Return, from the material below, each line in which "white" occurs.

**** Data records ****

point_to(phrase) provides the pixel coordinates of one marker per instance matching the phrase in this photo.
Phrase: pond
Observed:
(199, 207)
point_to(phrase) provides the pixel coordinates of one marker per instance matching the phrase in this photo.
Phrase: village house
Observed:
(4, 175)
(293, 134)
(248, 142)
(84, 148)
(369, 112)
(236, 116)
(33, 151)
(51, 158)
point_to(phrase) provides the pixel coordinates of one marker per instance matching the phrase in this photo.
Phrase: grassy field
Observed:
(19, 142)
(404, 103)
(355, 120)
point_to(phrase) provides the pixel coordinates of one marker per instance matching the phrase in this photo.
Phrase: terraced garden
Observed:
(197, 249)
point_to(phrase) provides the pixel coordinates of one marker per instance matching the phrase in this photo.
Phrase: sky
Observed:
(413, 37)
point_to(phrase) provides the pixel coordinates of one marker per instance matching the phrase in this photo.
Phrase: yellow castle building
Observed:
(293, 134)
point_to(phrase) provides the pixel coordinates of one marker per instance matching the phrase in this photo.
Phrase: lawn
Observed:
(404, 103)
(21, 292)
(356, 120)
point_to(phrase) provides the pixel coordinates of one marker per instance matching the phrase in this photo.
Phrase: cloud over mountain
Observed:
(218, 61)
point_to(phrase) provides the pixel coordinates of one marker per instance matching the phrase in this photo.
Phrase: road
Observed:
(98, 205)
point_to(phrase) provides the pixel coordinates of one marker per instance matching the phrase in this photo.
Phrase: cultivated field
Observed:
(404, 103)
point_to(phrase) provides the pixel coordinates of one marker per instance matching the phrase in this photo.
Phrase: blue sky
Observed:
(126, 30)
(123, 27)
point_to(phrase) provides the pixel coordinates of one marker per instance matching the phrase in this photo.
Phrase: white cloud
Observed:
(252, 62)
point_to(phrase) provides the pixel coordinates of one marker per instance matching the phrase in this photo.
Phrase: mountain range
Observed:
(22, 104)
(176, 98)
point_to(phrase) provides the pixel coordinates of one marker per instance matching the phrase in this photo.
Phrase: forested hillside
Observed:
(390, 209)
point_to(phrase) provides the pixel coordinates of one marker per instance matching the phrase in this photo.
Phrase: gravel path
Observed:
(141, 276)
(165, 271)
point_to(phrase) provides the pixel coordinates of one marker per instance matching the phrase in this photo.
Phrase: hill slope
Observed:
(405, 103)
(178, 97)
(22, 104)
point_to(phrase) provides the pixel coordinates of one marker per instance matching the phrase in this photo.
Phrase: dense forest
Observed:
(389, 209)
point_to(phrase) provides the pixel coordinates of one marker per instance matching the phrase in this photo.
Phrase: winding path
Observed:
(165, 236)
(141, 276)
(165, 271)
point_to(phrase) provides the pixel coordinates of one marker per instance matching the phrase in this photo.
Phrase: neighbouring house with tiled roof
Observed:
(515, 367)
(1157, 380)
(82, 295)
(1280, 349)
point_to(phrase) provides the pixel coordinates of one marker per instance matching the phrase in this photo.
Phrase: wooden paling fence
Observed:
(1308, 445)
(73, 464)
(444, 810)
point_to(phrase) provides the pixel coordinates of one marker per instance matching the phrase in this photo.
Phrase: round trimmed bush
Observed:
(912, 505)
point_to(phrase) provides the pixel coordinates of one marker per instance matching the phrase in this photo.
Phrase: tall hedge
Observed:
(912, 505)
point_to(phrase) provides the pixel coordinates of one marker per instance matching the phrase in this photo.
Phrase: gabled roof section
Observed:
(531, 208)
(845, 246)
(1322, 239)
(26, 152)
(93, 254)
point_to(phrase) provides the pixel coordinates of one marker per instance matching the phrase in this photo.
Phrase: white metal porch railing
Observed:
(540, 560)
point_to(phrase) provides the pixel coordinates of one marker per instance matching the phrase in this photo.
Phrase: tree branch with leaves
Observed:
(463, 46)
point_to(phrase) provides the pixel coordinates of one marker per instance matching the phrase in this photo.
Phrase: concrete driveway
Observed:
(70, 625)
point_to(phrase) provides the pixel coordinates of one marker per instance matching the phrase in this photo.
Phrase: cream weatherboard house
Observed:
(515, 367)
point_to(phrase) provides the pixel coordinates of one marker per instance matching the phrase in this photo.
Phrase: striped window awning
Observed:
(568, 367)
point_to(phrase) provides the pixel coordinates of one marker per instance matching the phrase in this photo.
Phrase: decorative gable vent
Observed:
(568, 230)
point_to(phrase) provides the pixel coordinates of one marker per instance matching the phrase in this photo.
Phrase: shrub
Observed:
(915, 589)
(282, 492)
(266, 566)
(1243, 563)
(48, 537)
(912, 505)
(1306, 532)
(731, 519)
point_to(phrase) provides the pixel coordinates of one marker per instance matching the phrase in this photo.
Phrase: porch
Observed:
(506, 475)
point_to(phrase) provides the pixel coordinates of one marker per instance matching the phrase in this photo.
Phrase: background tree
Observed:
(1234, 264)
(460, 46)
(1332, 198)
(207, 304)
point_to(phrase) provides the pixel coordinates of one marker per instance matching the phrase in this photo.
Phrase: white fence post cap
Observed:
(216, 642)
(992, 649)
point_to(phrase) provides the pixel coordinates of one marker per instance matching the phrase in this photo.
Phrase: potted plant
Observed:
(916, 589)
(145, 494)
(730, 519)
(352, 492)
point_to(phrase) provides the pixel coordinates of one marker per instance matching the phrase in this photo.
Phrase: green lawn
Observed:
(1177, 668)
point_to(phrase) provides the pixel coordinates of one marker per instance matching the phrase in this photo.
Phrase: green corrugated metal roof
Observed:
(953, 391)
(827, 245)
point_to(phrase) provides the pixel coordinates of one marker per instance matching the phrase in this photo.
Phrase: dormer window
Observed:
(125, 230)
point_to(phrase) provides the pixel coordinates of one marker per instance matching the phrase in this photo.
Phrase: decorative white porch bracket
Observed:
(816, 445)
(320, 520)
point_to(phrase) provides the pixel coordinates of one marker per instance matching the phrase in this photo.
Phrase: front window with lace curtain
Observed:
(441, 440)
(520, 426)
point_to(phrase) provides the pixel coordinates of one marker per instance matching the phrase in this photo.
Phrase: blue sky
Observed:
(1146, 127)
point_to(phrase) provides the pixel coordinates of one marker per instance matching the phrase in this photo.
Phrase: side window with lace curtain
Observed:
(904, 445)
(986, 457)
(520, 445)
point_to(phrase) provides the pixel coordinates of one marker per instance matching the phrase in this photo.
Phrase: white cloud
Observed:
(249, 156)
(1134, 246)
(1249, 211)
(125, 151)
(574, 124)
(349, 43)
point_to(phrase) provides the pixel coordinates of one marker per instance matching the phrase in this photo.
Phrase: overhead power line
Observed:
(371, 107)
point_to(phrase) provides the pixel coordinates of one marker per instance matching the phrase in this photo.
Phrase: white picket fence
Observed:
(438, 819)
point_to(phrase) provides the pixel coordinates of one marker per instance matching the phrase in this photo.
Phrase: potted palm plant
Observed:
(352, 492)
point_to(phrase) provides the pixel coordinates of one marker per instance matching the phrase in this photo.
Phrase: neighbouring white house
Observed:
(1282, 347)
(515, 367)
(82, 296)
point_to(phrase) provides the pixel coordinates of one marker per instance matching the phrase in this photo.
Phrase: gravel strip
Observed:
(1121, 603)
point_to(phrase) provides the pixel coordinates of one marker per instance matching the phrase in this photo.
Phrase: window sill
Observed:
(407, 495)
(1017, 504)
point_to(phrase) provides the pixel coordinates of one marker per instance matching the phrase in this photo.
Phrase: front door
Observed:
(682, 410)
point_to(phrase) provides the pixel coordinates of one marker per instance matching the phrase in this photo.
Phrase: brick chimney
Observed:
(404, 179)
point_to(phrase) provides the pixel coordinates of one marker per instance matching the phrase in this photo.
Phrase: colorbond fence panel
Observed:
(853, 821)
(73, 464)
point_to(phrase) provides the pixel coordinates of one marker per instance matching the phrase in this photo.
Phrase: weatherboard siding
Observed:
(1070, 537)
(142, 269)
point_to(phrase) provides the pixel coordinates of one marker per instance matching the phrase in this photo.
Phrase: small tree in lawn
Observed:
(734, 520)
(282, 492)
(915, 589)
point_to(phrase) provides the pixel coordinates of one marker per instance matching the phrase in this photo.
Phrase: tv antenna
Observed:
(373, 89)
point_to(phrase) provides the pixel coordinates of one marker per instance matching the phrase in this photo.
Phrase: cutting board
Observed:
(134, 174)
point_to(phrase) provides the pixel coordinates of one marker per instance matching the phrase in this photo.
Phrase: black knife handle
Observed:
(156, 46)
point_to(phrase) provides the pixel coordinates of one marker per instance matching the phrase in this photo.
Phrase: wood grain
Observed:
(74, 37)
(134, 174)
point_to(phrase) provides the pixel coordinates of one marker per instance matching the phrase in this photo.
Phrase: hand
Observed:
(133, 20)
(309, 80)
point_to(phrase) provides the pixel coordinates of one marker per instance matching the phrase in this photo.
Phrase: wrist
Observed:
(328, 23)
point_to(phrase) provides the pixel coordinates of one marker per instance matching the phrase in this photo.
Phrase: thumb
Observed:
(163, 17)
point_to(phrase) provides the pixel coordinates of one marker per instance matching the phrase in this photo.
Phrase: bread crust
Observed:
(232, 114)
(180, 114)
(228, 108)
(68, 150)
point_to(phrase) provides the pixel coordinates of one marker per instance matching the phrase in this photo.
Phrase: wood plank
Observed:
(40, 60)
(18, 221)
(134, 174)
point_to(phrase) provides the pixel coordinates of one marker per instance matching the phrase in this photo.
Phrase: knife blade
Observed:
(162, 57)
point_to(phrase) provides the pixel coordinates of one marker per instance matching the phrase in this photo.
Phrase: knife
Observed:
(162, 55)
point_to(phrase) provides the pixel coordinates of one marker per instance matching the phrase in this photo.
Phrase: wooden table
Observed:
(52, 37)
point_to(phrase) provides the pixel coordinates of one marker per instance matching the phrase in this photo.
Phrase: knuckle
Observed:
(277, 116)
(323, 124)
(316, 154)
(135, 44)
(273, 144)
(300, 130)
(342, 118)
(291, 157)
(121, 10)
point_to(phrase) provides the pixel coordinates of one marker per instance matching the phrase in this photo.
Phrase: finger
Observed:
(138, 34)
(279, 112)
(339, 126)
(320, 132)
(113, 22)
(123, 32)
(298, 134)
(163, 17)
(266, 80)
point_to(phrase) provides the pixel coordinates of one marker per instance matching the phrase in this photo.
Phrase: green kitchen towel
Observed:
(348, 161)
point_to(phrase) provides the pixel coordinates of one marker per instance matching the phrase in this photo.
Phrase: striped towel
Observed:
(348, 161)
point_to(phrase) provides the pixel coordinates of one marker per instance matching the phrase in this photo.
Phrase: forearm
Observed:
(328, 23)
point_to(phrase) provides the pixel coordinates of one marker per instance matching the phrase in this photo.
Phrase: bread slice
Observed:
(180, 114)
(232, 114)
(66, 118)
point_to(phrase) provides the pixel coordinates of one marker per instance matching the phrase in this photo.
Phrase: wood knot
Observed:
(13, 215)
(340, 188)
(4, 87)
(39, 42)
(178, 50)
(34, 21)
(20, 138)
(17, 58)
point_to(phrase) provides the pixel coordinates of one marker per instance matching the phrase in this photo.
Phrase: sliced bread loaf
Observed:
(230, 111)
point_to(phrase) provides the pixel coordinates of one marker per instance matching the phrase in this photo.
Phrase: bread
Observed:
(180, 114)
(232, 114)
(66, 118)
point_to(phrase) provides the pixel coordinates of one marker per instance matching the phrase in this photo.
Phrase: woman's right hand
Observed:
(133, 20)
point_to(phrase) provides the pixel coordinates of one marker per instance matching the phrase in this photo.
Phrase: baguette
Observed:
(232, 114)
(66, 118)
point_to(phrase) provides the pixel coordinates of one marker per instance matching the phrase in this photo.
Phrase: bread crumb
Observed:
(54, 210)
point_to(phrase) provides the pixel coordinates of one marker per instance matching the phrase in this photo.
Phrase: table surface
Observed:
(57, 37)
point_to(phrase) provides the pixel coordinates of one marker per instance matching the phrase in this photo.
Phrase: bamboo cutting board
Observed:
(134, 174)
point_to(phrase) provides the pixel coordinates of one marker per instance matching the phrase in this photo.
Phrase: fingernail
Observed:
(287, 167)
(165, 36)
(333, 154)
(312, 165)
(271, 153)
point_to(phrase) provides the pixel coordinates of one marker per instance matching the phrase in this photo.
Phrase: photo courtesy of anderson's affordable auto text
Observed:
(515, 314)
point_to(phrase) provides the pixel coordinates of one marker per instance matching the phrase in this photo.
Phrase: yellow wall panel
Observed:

****

## Written solution
Phrase: white cloud
Phrase: white metal porch railing
Phrase: white fence post cap
Phrase: decorative white porch bracket
Phrase: white cloud
Phrase: white picket fence
Phrase: neighbouring white house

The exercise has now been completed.